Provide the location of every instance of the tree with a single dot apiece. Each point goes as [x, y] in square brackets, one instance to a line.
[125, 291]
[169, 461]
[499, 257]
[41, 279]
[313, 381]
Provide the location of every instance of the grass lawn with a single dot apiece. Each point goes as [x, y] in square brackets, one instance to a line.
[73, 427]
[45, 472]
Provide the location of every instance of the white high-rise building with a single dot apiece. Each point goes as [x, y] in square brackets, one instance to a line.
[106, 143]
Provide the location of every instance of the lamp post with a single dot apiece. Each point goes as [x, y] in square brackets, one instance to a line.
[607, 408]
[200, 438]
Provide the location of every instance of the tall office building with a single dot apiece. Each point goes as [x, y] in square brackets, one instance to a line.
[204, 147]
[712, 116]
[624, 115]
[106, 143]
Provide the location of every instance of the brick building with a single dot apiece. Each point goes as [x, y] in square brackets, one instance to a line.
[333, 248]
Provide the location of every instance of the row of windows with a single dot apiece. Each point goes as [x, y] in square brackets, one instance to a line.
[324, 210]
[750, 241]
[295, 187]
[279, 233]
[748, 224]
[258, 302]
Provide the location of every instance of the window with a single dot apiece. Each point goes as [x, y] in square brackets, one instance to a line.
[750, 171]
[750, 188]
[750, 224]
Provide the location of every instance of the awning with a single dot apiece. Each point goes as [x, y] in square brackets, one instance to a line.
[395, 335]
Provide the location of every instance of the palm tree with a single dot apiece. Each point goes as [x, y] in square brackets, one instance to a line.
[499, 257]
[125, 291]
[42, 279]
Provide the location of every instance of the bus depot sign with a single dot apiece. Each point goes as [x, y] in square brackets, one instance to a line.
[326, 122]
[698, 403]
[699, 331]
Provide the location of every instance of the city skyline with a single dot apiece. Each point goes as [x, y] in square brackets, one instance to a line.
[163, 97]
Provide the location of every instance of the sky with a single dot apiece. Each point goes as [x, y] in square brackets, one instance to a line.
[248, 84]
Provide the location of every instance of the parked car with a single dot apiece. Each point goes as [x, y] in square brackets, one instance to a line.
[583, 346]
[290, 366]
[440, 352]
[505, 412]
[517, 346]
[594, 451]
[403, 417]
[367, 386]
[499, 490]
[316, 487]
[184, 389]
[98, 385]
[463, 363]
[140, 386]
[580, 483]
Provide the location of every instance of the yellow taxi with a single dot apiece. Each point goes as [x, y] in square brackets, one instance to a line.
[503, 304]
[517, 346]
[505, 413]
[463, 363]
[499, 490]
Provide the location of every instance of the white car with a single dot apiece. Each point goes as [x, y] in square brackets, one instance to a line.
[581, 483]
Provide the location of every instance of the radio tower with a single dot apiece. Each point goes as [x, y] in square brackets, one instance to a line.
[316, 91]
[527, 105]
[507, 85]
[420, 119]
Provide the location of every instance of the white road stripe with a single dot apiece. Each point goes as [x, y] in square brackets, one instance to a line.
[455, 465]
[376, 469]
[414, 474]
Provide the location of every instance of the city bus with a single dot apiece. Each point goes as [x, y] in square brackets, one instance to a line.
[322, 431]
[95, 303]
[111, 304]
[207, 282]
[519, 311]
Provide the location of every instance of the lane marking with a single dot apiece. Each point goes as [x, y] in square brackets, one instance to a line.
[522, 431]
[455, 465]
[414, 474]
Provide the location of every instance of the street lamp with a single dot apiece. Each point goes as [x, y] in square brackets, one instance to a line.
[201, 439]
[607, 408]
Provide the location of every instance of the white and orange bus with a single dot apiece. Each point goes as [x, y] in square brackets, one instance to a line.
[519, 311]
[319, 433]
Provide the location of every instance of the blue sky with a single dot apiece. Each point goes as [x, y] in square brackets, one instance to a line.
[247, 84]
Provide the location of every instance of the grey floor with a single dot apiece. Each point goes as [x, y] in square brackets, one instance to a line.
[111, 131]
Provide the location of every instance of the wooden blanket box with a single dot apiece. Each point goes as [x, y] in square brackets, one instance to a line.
=======
■ ACTIVITY
Reproduce the entries exactly, each one as given.

■ YOUR RESPONSE
Provide the location of every instance of the tree with a single dot apiece. Each point goes as [x, y] in square brackets, one instance to a line.
[125, 291]
[169, 461]
[499, 257]
[41, 279]
[313, 381]
Provide the location of every instance of the grass lawn with a single dot apiece. Each point goes as [x, y] in square brackets, one instance to a line.
[73, 427]
[45, 472]
Provide the location of every instance of the white high-rise building with a single dot apiece. Each point goes as [x, y] in square brackets, one instance to a line.
[106, 143]
Provide the location of every instance of the lamp post with a single dot apiece. Each point goes as [x, y] in square brackets, one instance to a line.
[607, 408]
[200, 438]
Provide the location of every instance of the tall office building with a single dot apiece. Each point goes as [x, y] in square brackets, one instance to a line.
[204, 147]
[712, 116]
[624, 115]
[106, 143]
Provide the location of every instance of the brick building with a single dot apiece. Each point goes as [x, y] in square brackets, one instance to a line.
[333, 248]
Provide the location of every instance of the row of windows with a single dot apiece. Each point goes as [x, y] in square brackets, one instance to a line.
[324, 210]
[750, 241]
[295, 187]
[279, 233]
[748, 224]
[258, 302]
Provide the location of every instance of the window with a single dot apiece. Each point goes as [x, y] in square brackets, one instance to a line.
[750, 171]
[750, 188]
[750, 224]
Provide the location of every instance of the awning with a single dot apiece. Each point goes as [x, y] in square brackets, one instance to a line.
[395, 335]
Provide the location of every instance of the palm tree with a single dot apiece. Each point goes as [x, y] in square brackets, one instance to a line.
[499, 257]
[125, 291]
[42, 279]
Provide the location of every instance of the bus depot sign with a single dot apiece. Each point goes as [x, y] in square brackets, one instance to a line.
[326, 122]
[698, 403]
[699, 331]
Provide the location of every instance of the city skyline with a single dot apiece. Each point goes as [x, y] in square brackets, one instance to a line.
[163, 97]
Provide the location of every instance of the sky with a single dot apiece. Each point goes as [x, y] in square brackets, one instance to a line.
[248, 84]
Provide the location of every instance of the parked car with a single dot apiece. Each point goes as [x, y] in square brackets, one instance to a line.
[583, 346]
[290, 366]
[440, 352]
[505, 412]
[517, 346]
[594, 451]
[403, 417]
[367, 386]
[499, 490]
[316, 487]
[184, 389]
[98, 385]
[463, 363]
[140, 386]
[580, 483]
Provide the location of every instance of the yellow taxi with a single dot apiece. Each point goes as [x, y] in square brackets, one instance to a line.
[503, 304]
[517, 346]
[505, 413]
[463, 363]
[499, 490]
Provide the location of every instance of the white car with a single dot apiece. Each point goes as [x, y] in square brackets, one instance to a line.
[581, 483]
Provide the location of every instance of the radio tower with a single dot apiece. Each point goes as [x, y] in square brackets, one instance to a line.
[316, 91]
[527, 105]
[507, 85]
[420, 119]
Provide the location of every instance of the white road stripe with a single dot apiece. Each point goes as [x, y] in square brackets, one instance to a line.
[455, 465]
[376, 469]
[414, 474]
Provide the location of every instance of the city bus with a single dot apiece. Each point goes as [x, y] in square brackets, one instance to a line.
[322, 431]
[95, 303]
[111, 304]
[207, 282]
[519, 311]
Provide the location of every instance of the lane marking with a single dot apiece. Each point goes as [x, y] in square brackets, one instance to a line.
[522, 431]
[455, 465]
[414, 474]
Provide the location of every instance of the street lamp with a single dot apiece. Each point goes as [x, y] in square brackets, one instance to a line.
[201, 439]
[607, 408]
Provide the location of every instance of the white and orange bus with a single dot apiece. Each point goes as [x, y] in square brackets, one instance to a line.
[519, 311]
[319, 433]
Provide the location of every instance of the blue sky with a single dot apiece. Each point goes as [x, y] in square brackets, one instance to a line.
[247, 84]
Provide the location of every instance of the grey floor with a single dot apiece. Each point goes as [x, y] in square brackets, one instance to a line.
[111, 131]
Provide the location of every instance of the wooden blanket box with a single dot apiece. Each point goes as [x, y] in square brackets, one instance to a line.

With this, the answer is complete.